> Task instructions: Reproduce the records below word for word, beginning with the line that contains "submerged tree with a single pin per instance." and continuing through the last line of the records.

> Provided records:
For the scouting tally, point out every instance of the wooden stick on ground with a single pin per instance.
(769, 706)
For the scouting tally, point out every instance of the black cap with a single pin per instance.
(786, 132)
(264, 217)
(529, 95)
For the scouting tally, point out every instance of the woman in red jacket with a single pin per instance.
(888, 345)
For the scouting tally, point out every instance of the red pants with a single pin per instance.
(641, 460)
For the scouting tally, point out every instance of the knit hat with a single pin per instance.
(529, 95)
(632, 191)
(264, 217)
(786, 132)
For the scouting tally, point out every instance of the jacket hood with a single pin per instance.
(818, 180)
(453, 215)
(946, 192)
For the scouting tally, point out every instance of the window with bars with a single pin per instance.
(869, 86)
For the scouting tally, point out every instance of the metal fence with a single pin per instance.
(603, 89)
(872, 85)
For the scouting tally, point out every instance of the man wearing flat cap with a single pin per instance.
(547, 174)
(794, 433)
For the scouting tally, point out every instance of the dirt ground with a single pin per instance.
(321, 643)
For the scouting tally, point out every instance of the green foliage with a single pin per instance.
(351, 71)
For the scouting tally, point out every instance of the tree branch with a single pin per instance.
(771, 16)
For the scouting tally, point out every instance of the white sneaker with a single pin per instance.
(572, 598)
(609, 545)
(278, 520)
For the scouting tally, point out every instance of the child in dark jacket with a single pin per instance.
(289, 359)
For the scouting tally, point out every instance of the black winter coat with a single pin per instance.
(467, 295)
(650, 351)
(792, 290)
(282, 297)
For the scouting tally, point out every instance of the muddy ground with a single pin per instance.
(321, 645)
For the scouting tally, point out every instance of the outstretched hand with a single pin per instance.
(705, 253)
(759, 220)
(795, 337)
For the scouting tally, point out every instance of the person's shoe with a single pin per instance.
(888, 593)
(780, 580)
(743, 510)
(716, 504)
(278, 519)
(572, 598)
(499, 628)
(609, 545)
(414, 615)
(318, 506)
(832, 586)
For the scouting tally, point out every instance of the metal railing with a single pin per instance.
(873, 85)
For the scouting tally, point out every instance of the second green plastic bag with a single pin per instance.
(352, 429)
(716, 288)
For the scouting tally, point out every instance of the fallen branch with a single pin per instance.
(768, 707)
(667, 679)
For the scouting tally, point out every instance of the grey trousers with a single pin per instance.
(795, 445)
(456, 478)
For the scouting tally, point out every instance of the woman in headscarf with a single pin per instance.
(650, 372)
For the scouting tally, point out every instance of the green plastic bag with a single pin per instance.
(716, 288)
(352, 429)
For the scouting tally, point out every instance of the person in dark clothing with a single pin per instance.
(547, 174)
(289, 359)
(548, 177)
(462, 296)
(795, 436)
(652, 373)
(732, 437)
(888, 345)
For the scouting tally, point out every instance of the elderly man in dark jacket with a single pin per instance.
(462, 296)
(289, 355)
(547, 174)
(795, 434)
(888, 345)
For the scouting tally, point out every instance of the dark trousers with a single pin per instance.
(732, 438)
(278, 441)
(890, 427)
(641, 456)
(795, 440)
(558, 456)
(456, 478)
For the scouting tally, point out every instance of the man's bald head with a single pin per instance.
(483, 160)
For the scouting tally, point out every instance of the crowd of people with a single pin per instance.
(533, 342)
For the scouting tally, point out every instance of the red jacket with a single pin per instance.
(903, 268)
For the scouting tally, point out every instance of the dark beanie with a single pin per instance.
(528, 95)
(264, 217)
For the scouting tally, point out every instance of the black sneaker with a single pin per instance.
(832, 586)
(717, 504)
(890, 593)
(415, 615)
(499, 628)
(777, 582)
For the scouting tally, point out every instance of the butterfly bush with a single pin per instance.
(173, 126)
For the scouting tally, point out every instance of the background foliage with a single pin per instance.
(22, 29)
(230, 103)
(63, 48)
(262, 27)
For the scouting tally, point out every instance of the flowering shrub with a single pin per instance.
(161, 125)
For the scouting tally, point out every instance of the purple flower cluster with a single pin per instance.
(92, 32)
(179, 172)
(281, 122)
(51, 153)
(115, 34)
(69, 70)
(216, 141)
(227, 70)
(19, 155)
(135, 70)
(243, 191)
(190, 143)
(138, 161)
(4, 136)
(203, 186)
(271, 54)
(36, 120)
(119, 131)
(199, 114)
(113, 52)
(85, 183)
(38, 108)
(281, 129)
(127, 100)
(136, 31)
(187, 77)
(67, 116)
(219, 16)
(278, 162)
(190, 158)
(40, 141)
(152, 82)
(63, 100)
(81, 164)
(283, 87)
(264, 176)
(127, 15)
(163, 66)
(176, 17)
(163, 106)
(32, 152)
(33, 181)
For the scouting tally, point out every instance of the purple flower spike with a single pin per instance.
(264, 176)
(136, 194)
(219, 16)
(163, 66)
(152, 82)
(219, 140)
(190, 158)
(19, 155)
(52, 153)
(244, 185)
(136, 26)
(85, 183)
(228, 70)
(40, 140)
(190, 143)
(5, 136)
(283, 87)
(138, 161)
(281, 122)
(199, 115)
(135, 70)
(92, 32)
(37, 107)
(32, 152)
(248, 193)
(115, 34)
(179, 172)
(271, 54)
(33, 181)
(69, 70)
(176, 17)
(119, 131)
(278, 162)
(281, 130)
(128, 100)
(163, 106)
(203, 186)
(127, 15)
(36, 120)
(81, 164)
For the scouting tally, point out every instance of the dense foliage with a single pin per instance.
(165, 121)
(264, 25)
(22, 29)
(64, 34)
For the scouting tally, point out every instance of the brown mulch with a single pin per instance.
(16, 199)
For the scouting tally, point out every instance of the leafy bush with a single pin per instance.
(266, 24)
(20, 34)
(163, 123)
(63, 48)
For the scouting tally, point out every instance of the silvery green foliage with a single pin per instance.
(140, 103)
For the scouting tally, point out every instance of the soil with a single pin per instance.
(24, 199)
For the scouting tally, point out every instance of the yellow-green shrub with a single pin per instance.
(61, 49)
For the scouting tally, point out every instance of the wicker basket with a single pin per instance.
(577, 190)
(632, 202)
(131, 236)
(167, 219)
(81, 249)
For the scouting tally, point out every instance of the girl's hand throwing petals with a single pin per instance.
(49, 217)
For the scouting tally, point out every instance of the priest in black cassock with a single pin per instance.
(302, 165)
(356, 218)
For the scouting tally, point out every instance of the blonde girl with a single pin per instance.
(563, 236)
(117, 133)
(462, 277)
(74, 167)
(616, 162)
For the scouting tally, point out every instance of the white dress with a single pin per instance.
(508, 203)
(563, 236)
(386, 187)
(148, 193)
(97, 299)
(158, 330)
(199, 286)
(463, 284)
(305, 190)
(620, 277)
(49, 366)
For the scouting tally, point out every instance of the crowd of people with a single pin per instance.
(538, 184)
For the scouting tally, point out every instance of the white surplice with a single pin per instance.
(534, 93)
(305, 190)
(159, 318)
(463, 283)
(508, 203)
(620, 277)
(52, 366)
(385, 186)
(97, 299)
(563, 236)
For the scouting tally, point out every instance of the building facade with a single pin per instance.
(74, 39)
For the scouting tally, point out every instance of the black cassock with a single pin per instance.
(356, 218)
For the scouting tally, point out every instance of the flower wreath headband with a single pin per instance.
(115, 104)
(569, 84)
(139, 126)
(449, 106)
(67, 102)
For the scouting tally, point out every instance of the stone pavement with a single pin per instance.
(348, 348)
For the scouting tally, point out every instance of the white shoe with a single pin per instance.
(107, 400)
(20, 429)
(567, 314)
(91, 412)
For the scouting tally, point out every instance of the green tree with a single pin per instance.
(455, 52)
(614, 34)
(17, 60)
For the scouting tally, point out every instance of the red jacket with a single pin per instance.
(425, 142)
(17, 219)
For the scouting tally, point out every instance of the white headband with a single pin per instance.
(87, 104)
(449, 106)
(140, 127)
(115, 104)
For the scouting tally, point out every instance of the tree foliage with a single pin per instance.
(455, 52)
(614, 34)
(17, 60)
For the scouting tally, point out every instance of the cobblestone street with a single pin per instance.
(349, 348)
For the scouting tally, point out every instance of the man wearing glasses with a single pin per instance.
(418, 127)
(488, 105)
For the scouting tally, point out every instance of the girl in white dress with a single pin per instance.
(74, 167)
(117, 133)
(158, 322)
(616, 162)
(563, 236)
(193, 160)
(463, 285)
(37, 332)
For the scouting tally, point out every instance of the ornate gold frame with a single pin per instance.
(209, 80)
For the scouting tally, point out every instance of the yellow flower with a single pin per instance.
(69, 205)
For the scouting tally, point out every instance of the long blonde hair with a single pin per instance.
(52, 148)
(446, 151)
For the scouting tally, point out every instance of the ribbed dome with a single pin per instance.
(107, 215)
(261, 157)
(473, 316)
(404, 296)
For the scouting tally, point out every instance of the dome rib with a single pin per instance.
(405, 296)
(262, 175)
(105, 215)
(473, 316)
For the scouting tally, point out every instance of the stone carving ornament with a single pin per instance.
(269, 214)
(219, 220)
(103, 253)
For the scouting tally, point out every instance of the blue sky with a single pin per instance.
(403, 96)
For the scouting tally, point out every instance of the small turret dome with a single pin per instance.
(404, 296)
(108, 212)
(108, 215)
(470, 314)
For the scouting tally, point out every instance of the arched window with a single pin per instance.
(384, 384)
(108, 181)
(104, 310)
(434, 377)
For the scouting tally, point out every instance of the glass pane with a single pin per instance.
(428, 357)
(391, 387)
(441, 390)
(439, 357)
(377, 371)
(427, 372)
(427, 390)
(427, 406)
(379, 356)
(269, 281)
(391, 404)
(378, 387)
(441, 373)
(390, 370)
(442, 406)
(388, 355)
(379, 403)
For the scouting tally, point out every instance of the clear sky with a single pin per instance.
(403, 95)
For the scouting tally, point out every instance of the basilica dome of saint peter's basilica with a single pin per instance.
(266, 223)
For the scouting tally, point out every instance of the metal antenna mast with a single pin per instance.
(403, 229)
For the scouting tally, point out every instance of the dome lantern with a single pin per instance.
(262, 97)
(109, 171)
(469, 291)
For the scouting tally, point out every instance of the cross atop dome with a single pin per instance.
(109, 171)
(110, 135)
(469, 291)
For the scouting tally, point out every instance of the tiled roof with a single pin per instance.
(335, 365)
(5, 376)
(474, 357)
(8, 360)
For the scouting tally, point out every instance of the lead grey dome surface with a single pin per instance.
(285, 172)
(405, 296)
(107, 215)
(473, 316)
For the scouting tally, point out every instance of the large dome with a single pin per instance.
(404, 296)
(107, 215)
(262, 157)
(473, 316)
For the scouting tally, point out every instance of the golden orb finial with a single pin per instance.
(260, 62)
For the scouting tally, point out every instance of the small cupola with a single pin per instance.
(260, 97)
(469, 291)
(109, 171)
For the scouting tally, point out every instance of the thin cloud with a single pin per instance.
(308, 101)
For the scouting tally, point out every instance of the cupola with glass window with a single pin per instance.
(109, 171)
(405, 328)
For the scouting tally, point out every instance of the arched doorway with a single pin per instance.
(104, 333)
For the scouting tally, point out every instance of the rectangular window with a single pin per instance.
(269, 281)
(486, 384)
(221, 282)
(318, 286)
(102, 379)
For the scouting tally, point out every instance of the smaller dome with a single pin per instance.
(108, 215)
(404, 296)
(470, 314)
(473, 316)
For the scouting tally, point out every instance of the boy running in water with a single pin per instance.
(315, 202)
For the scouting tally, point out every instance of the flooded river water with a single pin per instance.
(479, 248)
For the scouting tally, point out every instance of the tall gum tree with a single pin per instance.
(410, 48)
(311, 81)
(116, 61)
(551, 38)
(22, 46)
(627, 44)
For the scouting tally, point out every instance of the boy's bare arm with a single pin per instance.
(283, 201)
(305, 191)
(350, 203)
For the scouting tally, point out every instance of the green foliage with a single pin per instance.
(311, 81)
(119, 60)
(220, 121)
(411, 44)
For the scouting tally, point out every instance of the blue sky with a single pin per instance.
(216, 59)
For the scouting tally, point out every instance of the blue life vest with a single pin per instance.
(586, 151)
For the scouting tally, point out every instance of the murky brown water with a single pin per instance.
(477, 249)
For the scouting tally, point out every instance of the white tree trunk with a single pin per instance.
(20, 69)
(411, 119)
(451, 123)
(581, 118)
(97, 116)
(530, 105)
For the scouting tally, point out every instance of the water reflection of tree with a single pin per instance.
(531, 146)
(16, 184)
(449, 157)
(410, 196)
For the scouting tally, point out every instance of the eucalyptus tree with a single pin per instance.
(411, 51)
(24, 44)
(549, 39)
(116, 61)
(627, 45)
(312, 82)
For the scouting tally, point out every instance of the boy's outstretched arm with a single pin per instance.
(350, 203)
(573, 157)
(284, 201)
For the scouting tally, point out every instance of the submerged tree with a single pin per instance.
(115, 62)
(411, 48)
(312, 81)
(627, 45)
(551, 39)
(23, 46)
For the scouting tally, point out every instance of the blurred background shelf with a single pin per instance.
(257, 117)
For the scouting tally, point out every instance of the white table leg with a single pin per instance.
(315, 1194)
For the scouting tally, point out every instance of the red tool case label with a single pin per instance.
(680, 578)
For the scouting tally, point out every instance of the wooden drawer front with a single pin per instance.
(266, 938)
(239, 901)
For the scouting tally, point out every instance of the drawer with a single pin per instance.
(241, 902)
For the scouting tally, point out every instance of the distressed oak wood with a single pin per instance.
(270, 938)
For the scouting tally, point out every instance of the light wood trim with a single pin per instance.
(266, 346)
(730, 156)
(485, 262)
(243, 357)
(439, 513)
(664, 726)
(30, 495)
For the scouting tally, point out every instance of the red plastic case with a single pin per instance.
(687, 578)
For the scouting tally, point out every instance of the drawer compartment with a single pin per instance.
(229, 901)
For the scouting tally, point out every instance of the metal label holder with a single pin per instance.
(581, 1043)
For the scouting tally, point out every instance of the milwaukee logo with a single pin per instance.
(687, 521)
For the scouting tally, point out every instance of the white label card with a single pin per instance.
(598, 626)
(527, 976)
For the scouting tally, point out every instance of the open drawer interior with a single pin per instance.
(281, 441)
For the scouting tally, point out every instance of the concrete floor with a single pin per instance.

> The completed task:
For the scouting tally, point out every instance of the submerged tree with a single pin per instance.
(115, 62)
(411, 48)
(312, 81)
(627, 45)
(551, 39)
(23, 46)
For the scouting tally, point out every instance of the blurred background shelf with a single pin per instance.
(257, 117)
For the scouting tally, point out every instance of the white table leg with a single pin per instance.
(315, 1194)
For the scouting tally, point out every instance of the red tool case label with a single pin per instance.
(680, 578)
For the scouting tally, point out every instance of the wooden drawer front with a single pin per instance.
(266, 938)
(239, 901)
For the scouting tally, point out every instance of the drawer with a single pin per instance.
(241, 902)
For the scouting tally, point out every instance of the distressed oak wood with a single pin per instance.
(270, 938)
For the scouting tally, point out every instance of the light wood trim with a single pin per instance.
(266, 346)
(730, 156)
(485, 262)
(243, 357)
(439, 513)
(664, 726)
(30, 495)
For the scouting tally, point out every instance of the red plastic case with a single pin per instance.
(687, 578)
For the scouting tally, point out every instance of the drawer compartment with a single pin per instance.
(229, 901)
For the scouting tally, point out every instance of the metal label holder with a single pin per instance.
(581, 1043)
For the scouting tally, point out every instance of the milwaukee logo with a single pin per instance.
(687, 521)
For the scouting tally, point out every instance of the white label card with a single pin per instance.
(598, 626)
(527, 976)
For the scouting tally, point out every instance of the open drawer interior with a single pin per instance.
(281, 441)
For the scouting tally, point out every instance of the concrete floor with a single pin per instance.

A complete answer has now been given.